_REQUIREMENTS_.
Tally the lines in the records below that contain the string "target". Give only the count.

_ENTRIES_.
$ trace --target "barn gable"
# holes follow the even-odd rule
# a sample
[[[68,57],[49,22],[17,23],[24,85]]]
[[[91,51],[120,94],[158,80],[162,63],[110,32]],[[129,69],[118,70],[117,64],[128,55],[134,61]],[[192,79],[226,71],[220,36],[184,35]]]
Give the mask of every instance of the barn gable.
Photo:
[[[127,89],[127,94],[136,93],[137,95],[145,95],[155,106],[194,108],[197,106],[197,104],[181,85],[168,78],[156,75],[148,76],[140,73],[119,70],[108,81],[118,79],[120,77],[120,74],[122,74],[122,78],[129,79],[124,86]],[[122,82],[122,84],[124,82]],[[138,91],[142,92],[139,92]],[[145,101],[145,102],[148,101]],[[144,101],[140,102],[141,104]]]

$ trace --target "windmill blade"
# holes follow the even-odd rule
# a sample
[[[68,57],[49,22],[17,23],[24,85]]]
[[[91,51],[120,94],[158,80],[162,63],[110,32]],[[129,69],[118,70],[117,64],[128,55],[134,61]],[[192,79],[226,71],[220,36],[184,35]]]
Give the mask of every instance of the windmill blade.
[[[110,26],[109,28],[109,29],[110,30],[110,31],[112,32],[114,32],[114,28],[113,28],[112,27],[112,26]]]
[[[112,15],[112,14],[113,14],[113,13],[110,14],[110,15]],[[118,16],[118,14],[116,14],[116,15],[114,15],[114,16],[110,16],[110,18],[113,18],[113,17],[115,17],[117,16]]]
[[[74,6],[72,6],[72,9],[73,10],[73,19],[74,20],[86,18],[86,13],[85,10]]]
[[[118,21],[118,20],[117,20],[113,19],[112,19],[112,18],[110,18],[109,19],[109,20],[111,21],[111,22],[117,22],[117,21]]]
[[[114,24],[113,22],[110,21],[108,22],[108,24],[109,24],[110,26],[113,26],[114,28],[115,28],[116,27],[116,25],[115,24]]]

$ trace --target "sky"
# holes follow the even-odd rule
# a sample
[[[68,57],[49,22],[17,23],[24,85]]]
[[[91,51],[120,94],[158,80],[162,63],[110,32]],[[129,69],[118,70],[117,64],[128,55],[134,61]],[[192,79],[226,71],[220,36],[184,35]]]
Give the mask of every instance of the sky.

_COMPLETED TASK_.
3